# Source information
* * *

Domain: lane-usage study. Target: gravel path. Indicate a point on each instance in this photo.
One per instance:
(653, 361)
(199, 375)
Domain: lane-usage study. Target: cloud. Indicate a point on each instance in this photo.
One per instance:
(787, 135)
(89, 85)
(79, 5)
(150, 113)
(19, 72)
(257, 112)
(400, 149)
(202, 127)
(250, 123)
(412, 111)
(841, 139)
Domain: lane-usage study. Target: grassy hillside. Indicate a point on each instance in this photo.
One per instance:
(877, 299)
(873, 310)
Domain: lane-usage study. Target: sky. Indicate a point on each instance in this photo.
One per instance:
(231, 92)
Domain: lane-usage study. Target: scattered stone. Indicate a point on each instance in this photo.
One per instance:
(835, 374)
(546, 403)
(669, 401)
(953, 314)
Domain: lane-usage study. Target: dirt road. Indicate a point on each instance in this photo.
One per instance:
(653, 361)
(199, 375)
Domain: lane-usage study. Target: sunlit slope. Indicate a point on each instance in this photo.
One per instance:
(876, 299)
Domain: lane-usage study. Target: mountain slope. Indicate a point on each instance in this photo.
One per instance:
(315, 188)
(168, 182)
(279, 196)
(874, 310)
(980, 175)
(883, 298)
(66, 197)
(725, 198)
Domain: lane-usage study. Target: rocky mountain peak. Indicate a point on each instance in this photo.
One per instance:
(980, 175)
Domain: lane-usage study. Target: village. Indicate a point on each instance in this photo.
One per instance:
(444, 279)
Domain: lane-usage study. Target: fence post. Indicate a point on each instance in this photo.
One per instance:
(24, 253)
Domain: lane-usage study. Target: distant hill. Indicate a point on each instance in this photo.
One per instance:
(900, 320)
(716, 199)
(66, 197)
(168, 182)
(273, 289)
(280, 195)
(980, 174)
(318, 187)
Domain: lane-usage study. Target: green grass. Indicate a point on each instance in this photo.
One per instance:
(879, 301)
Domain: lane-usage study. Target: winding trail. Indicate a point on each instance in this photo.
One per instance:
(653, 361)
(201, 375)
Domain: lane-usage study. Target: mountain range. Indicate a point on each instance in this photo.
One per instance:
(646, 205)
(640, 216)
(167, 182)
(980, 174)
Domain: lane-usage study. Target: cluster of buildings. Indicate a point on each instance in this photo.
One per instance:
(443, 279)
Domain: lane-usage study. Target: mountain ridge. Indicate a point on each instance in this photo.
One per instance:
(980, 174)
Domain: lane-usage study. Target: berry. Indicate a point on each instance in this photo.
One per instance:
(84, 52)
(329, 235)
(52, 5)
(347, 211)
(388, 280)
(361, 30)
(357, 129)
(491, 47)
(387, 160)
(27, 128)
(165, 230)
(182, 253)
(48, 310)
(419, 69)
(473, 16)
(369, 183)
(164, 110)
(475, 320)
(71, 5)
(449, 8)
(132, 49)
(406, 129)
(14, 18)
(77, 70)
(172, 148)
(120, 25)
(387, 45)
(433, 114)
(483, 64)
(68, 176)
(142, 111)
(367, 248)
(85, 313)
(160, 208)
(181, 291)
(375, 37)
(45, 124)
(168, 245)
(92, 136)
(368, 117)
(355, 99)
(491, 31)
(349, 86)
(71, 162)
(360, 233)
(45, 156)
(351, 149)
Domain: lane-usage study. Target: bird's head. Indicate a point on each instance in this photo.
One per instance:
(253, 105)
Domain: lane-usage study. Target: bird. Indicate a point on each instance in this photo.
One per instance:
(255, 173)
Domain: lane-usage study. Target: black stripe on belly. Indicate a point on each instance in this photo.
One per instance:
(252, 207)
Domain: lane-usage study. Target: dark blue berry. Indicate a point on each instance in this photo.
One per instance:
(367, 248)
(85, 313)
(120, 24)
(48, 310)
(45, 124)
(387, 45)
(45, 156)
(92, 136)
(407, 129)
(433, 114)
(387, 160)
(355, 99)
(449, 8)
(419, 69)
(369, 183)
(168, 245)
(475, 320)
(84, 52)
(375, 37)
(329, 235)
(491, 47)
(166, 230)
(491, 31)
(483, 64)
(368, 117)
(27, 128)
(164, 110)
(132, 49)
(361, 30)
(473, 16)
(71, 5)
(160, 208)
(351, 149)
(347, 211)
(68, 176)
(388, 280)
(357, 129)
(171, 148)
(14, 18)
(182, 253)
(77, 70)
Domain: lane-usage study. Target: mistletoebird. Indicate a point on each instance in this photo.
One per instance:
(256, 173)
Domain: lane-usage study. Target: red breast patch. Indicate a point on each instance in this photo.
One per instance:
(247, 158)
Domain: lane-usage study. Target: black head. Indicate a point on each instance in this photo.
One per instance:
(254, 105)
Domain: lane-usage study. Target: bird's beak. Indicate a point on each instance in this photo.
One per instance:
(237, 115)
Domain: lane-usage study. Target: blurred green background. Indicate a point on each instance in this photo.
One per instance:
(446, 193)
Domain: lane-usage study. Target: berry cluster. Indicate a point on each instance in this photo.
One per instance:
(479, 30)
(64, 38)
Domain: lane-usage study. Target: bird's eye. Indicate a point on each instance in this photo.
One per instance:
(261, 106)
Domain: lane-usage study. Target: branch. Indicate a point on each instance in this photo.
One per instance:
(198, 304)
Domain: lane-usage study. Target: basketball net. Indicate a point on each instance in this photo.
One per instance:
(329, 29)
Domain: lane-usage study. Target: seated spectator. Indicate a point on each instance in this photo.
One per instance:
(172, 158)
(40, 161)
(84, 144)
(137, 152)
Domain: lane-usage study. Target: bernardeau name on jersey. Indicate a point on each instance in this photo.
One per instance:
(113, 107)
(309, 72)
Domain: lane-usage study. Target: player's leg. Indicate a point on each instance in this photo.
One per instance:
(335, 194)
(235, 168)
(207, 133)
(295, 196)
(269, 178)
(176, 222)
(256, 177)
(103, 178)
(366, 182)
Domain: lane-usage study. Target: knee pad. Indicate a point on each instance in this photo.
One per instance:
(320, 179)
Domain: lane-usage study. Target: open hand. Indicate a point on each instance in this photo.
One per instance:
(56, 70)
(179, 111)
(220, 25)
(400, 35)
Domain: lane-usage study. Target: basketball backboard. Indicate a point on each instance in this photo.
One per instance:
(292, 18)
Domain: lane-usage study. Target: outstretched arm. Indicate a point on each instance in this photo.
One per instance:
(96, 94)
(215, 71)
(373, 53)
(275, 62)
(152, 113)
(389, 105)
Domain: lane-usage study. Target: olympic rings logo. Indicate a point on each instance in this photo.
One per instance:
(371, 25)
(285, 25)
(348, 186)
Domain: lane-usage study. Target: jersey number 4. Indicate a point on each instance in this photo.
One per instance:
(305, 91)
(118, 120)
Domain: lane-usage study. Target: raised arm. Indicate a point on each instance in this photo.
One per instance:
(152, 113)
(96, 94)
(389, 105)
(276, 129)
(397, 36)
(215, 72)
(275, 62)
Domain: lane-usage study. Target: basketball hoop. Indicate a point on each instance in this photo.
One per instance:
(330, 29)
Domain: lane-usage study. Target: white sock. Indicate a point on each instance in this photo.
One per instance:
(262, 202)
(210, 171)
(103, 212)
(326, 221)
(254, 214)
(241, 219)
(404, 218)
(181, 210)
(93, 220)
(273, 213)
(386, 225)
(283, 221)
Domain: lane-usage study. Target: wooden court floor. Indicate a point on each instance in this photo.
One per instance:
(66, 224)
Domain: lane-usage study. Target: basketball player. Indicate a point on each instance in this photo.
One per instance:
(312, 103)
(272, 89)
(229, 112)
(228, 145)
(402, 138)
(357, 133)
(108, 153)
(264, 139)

* * *

# Assignment
After locating the line with "Domain: lane-usage study. Target: sky." in the material above, return it and each line after it exactly, ending at the line with "Domain: lane-usage study. Target: dirt".

# Completed task
Domain: lane-usage study. Target: sky. Indicate a point on each instance in this photo.
One per instance:
(231, 92)
Domain: lane-usage study. Target: scattered stone. Indicate a point on each instance in this photo.
One per instance:
(835, 374)
(546, 403)
(669, 401)
(953, 314)
Domain: lane-usage study. Target: dirt road. Indicate a point on each instance in this photo.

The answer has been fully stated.